Aim of the exercise:
Transcribe exactly the line containing "Greenhouse-scouting request: tag the autumn" and the remaining lines of the listing below, through the very last.

Provided material:
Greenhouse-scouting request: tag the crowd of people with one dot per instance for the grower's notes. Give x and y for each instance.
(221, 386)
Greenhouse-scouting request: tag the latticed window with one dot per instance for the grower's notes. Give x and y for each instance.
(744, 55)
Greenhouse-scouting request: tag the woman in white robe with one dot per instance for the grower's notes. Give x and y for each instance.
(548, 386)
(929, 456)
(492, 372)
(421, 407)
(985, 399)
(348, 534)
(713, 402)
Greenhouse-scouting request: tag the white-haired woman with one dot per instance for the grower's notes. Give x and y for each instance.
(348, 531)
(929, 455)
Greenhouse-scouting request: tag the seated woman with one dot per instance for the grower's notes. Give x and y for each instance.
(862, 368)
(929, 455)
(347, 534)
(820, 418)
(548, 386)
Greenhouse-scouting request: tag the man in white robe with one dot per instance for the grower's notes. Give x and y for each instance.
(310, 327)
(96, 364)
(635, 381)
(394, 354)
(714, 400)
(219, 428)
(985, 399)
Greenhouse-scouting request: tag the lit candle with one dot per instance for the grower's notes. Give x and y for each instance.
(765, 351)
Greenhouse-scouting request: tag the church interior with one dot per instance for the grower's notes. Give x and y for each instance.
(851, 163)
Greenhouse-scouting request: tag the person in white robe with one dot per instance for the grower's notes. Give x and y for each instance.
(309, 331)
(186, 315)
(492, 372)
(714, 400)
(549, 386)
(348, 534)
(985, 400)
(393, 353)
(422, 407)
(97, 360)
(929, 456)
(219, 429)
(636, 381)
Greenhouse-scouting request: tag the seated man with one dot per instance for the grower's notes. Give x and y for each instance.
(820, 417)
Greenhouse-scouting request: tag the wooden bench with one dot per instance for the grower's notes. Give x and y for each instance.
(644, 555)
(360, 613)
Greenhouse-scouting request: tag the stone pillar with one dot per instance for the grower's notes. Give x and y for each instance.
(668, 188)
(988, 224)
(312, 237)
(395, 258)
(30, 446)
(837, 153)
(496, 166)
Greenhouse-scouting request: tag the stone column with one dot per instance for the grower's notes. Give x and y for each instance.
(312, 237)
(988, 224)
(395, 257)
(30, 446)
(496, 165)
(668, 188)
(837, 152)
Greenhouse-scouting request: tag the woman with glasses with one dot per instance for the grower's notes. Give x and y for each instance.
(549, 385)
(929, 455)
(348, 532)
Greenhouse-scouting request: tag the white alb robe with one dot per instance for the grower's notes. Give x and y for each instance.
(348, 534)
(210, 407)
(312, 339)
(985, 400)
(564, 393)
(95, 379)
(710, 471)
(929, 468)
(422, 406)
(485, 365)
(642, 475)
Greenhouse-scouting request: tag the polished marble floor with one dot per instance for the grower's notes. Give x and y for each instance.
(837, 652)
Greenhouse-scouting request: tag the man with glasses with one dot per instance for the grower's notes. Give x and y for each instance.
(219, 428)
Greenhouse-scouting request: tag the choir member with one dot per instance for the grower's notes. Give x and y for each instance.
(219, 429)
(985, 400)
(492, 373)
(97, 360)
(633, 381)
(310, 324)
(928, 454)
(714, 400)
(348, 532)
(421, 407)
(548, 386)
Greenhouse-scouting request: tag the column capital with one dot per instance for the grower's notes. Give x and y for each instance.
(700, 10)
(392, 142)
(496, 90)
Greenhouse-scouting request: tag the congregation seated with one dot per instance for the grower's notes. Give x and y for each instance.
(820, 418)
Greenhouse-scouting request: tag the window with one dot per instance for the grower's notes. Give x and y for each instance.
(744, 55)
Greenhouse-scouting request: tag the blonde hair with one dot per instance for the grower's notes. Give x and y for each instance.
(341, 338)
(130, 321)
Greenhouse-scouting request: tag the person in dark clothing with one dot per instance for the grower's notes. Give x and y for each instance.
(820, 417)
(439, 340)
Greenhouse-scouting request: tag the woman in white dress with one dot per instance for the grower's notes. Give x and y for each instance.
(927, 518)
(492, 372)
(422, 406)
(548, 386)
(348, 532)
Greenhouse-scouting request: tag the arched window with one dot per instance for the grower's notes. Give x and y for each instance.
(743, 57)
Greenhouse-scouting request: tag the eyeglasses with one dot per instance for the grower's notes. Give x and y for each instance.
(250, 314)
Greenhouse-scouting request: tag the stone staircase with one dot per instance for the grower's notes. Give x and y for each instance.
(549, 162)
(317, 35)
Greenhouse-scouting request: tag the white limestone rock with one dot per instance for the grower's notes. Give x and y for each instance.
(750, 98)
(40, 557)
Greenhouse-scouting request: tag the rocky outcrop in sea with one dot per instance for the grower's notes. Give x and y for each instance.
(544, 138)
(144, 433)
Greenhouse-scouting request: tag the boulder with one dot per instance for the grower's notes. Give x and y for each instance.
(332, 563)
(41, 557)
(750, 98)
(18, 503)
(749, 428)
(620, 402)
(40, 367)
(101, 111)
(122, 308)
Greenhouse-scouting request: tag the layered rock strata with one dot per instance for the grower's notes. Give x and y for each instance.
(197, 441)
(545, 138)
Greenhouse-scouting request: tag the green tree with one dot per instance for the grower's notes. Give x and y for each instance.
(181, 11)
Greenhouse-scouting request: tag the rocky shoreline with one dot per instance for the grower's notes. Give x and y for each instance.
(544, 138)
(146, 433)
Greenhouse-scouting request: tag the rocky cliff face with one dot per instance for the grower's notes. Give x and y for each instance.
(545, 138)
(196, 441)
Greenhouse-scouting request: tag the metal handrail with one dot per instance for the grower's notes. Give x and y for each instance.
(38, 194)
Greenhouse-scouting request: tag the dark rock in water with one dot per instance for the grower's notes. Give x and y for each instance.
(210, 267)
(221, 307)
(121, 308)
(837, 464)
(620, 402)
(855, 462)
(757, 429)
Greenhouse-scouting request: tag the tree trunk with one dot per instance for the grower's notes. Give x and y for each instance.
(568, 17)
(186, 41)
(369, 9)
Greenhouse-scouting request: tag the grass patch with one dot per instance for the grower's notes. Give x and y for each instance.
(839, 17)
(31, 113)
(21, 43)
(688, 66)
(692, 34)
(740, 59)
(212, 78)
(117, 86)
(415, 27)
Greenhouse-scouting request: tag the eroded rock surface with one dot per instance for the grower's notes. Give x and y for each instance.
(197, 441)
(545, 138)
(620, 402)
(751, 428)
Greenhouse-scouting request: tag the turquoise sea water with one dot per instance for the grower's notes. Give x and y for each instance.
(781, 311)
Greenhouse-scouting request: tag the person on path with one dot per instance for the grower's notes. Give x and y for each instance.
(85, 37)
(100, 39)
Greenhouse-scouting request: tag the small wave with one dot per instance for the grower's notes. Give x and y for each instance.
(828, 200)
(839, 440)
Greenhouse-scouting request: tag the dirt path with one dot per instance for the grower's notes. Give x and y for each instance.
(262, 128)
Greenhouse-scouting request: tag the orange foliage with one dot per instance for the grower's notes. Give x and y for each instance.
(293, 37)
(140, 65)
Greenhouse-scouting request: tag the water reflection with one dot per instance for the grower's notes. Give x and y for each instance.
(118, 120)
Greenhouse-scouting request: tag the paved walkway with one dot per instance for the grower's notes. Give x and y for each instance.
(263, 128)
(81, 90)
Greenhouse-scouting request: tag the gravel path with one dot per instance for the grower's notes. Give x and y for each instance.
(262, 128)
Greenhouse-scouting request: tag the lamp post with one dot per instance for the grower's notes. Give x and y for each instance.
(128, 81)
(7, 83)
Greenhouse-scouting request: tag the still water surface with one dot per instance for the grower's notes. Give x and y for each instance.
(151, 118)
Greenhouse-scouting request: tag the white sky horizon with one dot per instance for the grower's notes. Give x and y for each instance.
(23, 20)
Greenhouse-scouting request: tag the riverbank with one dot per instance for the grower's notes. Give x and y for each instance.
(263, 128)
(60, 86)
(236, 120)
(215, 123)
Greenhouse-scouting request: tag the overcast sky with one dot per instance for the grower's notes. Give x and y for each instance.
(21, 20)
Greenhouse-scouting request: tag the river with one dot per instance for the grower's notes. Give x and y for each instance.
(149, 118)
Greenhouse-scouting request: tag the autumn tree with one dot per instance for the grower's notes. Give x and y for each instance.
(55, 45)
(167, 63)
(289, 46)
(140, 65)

Exercise result:
Greenhouse-scouting request: tag the autumn tree with one dot per instance for the grower's notes. Give x and y for each instance.
(55, 45)
(167, 63)
(289, 46)
(140, 65)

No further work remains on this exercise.